■ Task details ■
Copy every one of the items below word for word, without changing anything.

■ Input records ■
:::

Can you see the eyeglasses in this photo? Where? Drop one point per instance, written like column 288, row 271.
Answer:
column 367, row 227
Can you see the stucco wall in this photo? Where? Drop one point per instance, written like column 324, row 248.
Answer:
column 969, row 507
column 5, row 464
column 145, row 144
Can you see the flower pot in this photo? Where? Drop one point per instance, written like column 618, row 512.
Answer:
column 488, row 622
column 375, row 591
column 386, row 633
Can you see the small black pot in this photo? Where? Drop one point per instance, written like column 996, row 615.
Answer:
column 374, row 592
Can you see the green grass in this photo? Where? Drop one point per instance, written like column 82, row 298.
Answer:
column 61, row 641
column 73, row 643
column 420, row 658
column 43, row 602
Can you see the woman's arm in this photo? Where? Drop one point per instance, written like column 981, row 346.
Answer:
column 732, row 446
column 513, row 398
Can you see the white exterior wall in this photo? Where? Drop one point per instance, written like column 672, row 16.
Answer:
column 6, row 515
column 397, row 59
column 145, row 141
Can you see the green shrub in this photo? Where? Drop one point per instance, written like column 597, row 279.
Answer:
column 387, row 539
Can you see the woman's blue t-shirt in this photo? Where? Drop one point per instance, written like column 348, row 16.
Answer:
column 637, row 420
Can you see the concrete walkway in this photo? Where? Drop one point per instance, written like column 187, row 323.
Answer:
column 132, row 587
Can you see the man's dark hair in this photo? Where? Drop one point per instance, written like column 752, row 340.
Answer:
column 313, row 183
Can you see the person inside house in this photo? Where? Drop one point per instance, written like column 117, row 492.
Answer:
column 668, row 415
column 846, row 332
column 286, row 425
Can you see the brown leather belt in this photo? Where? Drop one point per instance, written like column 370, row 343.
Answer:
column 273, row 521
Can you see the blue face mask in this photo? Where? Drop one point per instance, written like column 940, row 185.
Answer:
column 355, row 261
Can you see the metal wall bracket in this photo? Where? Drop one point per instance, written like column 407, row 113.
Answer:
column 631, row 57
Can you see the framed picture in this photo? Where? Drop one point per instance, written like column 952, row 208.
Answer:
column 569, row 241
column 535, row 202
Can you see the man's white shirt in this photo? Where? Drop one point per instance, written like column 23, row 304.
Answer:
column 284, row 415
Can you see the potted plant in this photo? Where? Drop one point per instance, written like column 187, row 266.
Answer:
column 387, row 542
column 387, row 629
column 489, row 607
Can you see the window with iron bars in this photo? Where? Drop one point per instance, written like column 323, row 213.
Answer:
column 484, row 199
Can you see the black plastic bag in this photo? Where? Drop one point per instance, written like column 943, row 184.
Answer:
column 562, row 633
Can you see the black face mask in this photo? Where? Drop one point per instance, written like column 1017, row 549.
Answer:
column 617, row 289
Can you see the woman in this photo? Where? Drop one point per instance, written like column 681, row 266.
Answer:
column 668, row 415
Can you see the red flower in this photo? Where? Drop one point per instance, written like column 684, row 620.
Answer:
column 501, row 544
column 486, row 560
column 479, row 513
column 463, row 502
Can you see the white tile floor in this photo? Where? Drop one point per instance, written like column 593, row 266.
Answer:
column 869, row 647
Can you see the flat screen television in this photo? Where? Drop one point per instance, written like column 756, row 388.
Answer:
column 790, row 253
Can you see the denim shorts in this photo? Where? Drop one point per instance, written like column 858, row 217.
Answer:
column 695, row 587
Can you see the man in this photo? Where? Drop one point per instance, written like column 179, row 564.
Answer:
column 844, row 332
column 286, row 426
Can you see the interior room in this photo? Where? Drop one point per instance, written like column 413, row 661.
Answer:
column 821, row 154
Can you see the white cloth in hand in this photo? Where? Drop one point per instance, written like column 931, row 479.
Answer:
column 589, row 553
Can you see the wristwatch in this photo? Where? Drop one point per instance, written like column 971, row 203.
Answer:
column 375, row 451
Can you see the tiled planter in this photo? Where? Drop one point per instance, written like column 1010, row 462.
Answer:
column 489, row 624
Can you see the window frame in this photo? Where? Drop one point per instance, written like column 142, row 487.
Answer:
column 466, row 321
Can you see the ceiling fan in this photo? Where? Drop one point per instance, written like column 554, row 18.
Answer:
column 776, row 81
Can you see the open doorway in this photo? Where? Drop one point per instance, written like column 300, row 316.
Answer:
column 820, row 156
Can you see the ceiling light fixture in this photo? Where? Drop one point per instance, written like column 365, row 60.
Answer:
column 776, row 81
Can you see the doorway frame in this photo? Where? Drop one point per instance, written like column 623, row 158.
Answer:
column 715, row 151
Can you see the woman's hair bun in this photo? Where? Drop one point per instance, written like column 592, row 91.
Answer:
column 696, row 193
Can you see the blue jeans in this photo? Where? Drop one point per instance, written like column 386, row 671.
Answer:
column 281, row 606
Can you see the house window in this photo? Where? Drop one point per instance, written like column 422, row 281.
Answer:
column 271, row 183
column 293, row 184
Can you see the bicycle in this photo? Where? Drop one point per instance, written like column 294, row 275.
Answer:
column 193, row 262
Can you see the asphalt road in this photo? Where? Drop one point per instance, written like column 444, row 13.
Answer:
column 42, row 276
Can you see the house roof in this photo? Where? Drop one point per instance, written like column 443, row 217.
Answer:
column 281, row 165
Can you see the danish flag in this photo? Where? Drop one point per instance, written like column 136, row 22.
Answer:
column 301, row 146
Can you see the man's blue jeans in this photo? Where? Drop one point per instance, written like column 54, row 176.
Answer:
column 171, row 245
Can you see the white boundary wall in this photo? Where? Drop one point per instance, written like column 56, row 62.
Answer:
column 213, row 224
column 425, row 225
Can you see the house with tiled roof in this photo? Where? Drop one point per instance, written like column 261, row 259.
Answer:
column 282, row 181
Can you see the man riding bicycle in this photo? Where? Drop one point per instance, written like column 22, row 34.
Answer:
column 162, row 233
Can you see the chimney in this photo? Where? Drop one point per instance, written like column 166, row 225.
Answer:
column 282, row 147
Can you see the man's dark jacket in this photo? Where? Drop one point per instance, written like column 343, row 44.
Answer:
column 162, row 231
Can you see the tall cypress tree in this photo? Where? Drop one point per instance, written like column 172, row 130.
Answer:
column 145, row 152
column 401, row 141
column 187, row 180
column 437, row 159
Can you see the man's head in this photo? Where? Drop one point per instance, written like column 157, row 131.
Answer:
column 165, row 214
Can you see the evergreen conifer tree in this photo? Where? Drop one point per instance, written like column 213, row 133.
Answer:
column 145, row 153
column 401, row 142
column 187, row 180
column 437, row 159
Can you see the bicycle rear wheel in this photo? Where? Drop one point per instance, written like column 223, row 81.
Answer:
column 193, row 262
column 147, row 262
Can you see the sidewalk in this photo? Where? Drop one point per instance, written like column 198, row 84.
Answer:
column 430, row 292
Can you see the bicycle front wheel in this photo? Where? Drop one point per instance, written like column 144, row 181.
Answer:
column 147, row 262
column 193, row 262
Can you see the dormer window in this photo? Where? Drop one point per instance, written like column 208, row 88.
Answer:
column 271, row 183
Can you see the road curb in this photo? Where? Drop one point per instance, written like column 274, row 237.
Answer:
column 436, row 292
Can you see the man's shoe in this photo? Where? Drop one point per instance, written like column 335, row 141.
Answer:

:::

■ Output below ■
Can you see the eyeglasses in this photo? Where? Drop one point per instance, written like column 288, row 271.
Answer:
column 367, row 227
Can you see the stucco wall in this photo? Where? Drop one point per instance, written like column 324, row 248.
Answer:
column 969, row 507
column 5, row 464
column 145, row 144
Can you see the flower pot in this photo? Where? Drop one point per instance, written like column 618, row 512.
Answer:
column 488, row 622
column 375, row 591
column 386, row 633
Can you see the small black pot in this photo? Where? Drop one point per instance, written like column 996, row 615.
Answer:
column 374, row 592
Can you see the green grass in this photo? Where? Drop one point per instance, written like column 82, row 298.
Answer:
column 61, row 641
column 73, row 643
column 420, row 658
column 43, row 602
Can you see the woman's arm in this photo? Where? Drop one point per instance, written like column 981, row 346.
Answer:
column 732, row 446
column 513, row 398
Can you see the white exterior wall in this photo? Where? Drop one point per instance, written like column 672, row 16.
Answer:
column 6, row 515
column 397, row 59
column 145, row 141
Can you see the green shrub in this photo? Where? Drop one point per instance, written like column 597, row 279.
Answer:
column 387, row 539
Can you see the woman's blue t-shirt in this photo? Where? Drop one point per instance, written like column 348, row 16.
Answer:
column 637, row 420
Can you see the concrete walkway in this photo? Where? Drop one point per instance, written like column 187, row 323.
Answer:
column 132, row 587
Can you see the man's dark hair in this photo? Where? Drop one point per instance, written like column 752, row 340.
Answer:
column 313, row 183
Can you see the person inside house in this photo? Where? Drop one point per instance, written like column 117, row 492.
Answer:
column 668, row 415
column 846, row 332
column 286, row 425
Can you see the brown leather belt in this photo? Where? Drop one point per instance, written like column 370, row 343.
Answer:
column 273, row 521
Can you see the blue face mask in this photo? Where? Drop one point per instance, written like column 940, row 185.
Answer:
column 355, row 261
Can you see the metal wall bracket in this photo? Where? Drop one point per instance, written like column 407, row 113.
Answer:
column 631, row 57
Can you see the framed picture in this photo? Where? Drop one point per instance, written like column 952, row 208.
Answer:
column 569, row 241
column 535, row 202
Can you see the man's white shirt in this photo? Where? Drop one point per instance, written like column 23, row 304.
Answer:
column 284, row 415
Can you see the potted plant in this photo? Where? Drop one point per instance, written like column 187, row 266.
Answer:
column 387, row 542
column 387, row 629
column 489, row 607
Can you see the window with iron bars in this photo? Where? Drop one point per instance, written like column 323, row 213.
Answer:
column 484, row 199
Can you see the black plastic bag in this photo? Where? Drop one point per instance, written like column 943, row 184.
Answer:
column 562, row 633
Can you see the black face mask in this photo? Where? Drop one point per instance, written like column 1017, row 549.
Answer:
column 617, row 289
Can you see the woman in this photo? Where? Drop one point per instance, written like column 681, row 266.
Answer:
column 668, row 415
Can you see the red flower in this photo? Where? Drop one point per instance, written like column 684, row 620.
Answer:
column 501, row 544
column 486, row 560
column 479, row 513
column 463, row 502
Can you see the white tile floor in this photo? Where? Drop one point per instance, written like column 593, row 266.
Answer:
column 869, row 647
Can you see the flat screen television in this photo? Where? Drop one point per instance, written like column 756, row 388.
Answer:
column 790, row 253
Can you see the denim shorts in this photo? Where? Drop one point per instance, written like column 858, row 217.
Answer:
column 695, row 587
Can you see the man in this photo? Where? Drop one point per instance, written like column 179, row 564.
Answer:
column 844, row 332
column 286, row 426
Can you see the interior room in this photo? Where? Drop one point per instance, written like column 413, row 661.
Answer:
column 821, row 154
Can you see the white cloth in hand in this photo? Where? Drop one point per instance, written like column 931, row 479.
Answer:
column 589, row 553
Can you see the wristwatch in this photo? Where? Drop one point per instance, written like column 971, row 203.
Answer:
column 375, row 451
Can you see the tiled planter in this photo? Where? Drop one point per instance, written like column 1010, row 462.
Answer:
column 489, row 624
Can you see the window frame in this photo? Where? Drop one point per instance, written like column 142, row 487.
Answer:
column 466, row 321
Can you see the ceiling fan in this photo? Where? Drop one point per instance, written like column 554, row 18.
Answer:
column 776, row 81
Can you see the open doorway in this photo? Where? Drop one point per instance, written like column 300, row 316.
Answer:
column 820, row 156
Can you see the ceiling light fixture in this photo? Where? Drop one point per instance, written like column 365, row 60.
Answer:
column 776, row 81
Can you see the doorway frame in this photo? Where? Drop one point per instance, written like column 623, row 158.
Answer:
column 715, row 151
Can you see the woman's hair bun in this photo? Where? Drop one point per instance, written like column 592, row 91.
Answer:
column 696, row 193
Can you see the blue jeans in this photo? Where? Drop one point per instance, written like column 386, row 671.
Answer:
column 281, row 606
Can you see the house window in this photo? Where? Drop one point per instance, written like column 422, row 281.
Answer:
column 271, row 183
column 293, row 184
Can you see the bicycle in this photo? Where? Drop one point per instance, written like column 294, row 275.
Answer:
column 193, row 262
Can you see the asphalt road in this photo? Where? Drop one point per instance, written like column 444, row 13.
Answer:
column 42, row 276
Can you see the house roof in this photo? Where? Drop one point per instance, written like column 443, row 217.
Answer:
column 281, row 165
Can you see the danish flag in this photo? Where? Drop one point per instance, written like column 136, row 22.
Answer:
column 301, row 146
Can you see the man's blue jeans in this photo? Where? Drop one point per instance, written like column 54, row 176.
Answer:
column 171, row 245
Can you see the white boundary wall in this photo? Where? Drop one point per instance, written like column 56, row 62.
Answer:
column 213, row 224
column 425, row 225
Can you see the house with tiled roof in this photo? Where? Drop one point per instance, written like column 261, row 259.
Answer:
column 282, row 181
Can you see the man riding bicycle in this photo? Where? Drop one point per instance, written like column 22, row 34.
Answer:
column 162, row 233
Can you see the chimney in this photo? Where? Drop one point per instance, written like column 166, row 225.
Answer:
column 282, row 147
Can you see the man's dark jacket in this photo? Where? Drop one point per instance, written like column 343, row 44.
Answer:
column 162, row 231
Can you see the tall cypress tree in this photo? Where? Drop one point per instance, written like column 172, row 130.
Answer:
column 145, row 152
column 401, row 141
column 187, row 180
column 437, row 159
Can you see the man's head in this photo? Where? Drop one point per instance, written like column 157, row 131.
Answer:
column 165, row 214
Can you see the evergreen conifer tree in this photo? Where? Drop one point per instance, written like column 213, row 133.
Answer:
column 145, row 153
column 401, row 142
column 187, row 180
column 437, row 159
Can you see the bicycle rear wheel in this photo? Where? Drop one point per instance, written like column 223, row 81.
Answer:
column 193, row 262
column 147, row 262
Can you see the sidewalk in this photo? Where? Drop one point per instance, written like column 198, row 84.
Answer:
column 430, row 292
Can you see the bicycle front wheel in this photo? Where? Drop one point per instance, written like column 144, row 181.
Answer:
column 147, row 262
column 193, row 262
Can you see the dormer window in this photo? Where? Drop one point per instance, written like column 208, row 88.
Answer:
column 271, row 183
Can you see the road curb in this photo? Where? Drop one point per instance, written like column 274, row 237.
Answer:
column 436, row 292
Can you see the man's shoe in this photo? Where? Drop one point per instance, written like column 335, row 141.
Answer:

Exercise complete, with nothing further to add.